Task brief — Could you rewrite the rows starting at the very beginning and ending at the line containing "[(281, 164)]", changing "church building" to "chapel" and keeping everything else the same?

** BEGIN **

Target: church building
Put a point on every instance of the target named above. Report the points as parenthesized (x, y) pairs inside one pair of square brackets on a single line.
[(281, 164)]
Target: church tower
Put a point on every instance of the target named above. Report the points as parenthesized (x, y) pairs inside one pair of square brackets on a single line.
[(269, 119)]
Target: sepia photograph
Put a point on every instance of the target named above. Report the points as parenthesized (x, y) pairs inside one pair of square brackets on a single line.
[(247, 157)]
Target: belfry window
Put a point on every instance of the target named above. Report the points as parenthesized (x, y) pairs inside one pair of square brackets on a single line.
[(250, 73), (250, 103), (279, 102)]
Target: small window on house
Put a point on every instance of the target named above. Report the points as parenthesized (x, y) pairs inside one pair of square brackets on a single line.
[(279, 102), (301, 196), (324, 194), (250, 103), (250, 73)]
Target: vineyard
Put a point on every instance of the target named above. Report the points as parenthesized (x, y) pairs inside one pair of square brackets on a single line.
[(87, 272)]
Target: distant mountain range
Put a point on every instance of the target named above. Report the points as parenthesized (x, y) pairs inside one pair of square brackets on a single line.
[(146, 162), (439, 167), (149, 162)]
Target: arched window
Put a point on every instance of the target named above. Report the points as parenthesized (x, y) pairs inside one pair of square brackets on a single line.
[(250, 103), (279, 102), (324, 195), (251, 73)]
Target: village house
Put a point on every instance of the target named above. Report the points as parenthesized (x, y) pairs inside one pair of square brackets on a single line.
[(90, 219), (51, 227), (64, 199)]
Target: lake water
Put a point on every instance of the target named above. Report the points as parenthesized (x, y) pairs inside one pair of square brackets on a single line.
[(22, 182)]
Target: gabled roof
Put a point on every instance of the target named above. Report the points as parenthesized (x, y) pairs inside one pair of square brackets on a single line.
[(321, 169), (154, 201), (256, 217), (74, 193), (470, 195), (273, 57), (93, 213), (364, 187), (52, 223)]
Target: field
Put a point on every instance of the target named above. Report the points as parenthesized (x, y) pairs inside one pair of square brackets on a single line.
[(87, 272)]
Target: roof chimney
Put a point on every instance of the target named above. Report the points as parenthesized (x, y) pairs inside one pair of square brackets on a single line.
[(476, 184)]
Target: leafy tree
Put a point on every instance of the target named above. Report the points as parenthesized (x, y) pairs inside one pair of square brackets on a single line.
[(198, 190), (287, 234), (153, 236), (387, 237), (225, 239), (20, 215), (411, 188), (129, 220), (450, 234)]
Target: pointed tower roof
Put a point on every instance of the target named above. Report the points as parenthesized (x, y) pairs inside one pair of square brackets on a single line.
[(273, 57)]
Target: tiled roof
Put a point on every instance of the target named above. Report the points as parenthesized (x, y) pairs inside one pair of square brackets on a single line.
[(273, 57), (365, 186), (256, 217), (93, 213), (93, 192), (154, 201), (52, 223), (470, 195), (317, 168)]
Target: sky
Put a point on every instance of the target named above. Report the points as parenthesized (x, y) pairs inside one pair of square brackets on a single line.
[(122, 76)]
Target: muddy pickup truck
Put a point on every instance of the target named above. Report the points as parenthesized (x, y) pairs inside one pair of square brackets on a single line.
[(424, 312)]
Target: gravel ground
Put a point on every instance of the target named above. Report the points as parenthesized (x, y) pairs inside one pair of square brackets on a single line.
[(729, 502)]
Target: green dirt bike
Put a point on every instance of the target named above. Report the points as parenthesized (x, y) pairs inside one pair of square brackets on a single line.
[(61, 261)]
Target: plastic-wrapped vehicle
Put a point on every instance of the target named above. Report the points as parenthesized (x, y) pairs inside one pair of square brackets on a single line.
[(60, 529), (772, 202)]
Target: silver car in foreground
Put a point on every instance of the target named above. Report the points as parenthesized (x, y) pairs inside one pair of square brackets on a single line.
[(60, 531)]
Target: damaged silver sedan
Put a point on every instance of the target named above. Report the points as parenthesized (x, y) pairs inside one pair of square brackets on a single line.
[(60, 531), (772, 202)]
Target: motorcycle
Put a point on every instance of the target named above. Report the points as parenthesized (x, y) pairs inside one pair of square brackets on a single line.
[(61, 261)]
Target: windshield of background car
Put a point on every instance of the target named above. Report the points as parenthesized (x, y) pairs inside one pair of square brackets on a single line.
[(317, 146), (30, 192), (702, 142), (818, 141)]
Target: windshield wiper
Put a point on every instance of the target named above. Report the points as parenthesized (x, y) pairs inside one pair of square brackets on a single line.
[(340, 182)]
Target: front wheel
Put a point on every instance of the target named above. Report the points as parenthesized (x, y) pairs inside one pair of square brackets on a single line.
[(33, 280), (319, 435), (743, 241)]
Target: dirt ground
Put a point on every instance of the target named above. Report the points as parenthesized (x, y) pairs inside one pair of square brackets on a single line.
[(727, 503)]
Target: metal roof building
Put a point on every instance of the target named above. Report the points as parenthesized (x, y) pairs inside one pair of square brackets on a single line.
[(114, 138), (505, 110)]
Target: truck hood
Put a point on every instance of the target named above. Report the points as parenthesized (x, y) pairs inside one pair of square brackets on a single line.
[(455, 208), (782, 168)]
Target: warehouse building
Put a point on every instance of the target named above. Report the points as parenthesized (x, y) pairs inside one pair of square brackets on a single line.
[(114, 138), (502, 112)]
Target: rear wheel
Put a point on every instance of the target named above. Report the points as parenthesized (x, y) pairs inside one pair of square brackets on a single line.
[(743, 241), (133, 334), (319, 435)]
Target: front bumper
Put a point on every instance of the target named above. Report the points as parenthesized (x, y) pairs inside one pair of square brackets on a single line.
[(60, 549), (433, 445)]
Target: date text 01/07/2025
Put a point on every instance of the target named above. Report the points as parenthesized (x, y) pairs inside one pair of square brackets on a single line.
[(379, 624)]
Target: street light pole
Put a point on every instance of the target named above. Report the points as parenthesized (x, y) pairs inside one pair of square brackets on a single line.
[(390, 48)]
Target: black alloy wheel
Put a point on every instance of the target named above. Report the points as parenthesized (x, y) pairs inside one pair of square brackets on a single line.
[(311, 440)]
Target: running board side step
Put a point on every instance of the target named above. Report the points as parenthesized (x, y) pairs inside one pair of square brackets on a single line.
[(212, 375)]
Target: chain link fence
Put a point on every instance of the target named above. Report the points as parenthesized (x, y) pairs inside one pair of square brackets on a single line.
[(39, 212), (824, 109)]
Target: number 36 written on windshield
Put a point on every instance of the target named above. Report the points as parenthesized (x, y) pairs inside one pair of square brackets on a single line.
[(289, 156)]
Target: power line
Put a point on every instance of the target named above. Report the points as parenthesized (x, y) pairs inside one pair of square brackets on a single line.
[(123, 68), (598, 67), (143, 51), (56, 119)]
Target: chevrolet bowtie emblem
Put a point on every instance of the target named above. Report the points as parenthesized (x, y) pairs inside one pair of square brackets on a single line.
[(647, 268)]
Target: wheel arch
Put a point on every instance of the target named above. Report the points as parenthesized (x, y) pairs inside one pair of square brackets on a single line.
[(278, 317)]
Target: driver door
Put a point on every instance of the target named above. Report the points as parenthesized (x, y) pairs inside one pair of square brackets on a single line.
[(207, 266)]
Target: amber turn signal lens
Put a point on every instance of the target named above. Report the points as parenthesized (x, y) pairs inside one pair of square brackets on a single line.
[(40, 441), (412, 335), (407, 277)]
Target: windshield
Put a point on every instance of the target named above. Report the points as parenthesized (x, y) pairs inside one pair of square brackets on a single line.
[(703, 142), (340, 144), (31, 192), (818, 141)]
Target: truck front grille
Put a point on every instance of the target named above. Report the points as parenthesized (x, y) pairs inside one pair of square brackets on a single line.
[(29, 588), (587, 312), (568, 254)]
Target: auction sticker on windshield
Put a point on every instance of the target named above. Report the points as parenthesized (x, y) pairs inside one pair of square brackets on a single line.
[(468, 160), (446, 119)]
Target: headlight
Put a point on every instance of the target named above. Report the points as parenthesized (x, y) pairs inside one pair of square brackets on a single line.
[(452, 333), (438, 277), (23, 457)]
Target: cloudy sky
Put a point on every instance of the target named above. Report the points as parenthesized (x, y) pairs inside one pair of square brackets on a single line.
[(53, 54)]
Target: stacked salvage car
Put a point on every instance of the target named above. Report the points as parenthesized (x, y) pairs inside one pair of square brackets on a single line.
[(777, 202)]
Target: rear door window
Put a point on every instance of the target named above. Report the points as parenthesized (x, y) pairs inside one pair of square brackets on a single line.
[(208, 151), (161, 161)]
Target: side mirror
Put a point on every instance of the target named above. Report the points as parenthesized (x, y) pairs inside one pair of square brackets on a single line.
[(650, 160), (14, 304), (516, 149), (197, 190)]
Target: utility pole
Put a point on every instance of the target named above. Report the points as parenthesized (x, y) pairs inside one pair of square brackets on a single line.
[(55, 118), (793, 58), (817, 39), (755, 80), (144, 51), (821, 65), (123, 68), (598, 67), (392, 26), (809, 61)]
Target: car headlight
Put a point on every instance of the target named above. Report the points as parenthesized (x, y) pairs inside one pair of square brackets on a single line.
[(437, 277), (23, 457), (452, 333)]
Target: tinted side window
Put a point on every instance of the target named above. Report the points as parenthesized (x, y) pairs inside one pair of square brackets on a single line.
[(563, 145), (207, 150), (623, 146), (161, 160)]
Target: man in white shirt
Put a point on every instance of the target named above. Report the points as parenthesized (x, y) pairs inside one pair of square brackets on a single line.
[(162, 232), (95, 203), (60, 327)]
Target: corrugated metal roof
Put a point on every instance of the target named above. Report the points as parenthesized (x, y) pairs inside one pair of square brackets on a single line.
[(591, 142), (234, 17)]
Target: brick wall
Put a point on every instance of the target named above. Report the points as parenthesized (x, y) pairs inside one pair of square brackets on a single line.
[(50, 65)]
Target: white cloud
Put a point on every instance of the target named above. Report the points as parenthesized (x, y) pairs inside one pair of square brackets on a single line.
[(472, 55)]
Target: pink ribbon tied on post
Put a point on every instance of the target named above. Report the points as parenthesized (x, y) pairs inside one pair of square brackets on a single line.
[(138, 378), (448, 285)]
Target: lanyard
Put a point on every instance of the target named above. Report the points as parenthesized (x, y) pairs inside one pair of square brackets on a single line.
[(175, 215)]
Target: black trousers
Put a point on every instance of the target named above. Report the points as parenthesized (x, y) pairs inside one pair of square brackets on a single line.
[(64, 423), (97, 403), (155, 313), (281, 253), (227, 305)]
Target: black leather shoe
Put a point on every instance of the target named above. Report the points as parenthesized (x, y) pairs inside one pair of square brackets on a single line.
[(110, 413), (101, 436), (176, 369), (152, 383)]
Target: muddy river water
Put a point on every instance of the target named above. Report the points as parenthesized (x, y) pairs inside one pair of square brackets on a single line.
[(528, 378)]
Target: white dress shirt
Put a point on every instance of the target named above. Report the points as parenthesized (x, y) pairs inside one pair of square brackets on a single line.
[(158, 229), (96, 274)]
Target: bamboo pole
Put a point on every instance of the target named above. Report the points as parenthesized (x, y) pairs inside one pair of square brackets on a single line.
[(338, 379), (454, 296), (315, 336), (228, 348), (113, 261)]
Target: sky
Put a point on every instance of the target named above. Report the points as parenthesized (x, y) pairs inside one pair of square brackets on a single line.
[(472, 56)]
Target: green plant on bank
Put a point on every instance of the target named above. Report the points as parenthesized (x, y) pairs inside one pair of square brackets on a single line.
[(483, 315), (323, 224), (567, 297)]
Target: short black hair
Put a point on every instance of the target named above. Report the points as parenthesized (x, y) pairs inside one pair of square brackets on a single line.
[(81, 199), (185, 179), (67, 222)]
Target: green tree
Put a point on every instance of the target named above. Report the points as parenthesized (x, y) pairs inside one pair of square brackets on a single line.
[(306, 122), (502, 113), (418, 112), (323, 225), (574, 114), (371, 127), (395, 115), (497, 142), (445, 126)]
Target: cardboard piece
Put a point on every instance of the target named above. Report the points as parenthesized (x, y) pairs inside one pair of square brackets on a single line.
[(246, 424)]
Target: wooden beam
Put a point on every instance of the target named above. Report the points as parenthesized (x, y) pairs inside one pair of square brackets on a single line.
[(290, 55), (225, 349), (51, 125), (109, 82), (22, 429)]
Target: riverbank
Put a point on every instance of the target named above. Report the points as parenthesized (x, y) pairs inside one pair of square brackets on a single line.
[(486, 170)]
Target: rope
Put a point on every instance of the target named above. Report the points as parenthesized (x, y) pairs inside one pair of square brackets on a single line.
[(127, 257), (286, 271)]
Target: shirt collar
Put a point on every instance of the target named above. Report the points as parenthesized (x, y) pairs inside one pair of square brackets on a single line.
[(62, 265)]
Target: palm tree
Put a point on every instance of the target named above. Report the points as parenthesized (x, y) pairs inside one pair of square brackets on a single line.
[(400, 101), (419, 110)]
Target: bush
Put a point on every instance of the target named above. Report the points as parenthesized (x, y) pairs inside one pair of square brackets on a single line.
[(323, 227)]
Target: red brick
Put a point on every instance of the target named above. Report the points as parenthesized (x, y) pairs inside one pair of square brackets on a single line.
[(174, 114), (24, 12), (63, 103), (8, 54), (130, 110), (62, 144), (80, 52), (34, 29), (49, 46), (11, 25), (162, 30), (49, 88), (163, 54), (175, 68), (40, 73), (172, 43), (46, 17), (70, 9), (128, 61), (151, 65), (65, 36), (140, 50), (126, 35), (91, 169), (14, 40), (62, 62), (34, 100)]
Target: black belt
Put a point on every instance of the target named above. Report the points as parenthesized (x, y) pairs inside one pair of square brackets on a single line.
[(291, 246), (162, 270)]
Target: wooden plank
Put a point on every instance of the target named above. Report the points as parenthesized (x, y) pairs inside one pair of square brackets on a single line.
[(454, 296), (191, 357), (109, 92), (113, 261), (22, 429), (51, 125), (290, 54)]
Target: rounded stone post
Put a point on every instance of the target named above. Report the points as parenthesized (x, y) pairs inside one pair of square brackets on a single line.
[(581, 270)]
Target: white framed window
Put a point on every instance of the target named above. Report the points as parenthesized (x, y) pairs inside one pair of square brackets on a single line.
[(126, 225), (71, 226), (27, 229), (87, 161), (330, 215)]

** END **

Problem solution —
Target: chapel
Put a point on every instance of the target named above. Report the points as parenthesized (x, y) pairs inside one pair of square brackets on a single line.
[(281, 164)]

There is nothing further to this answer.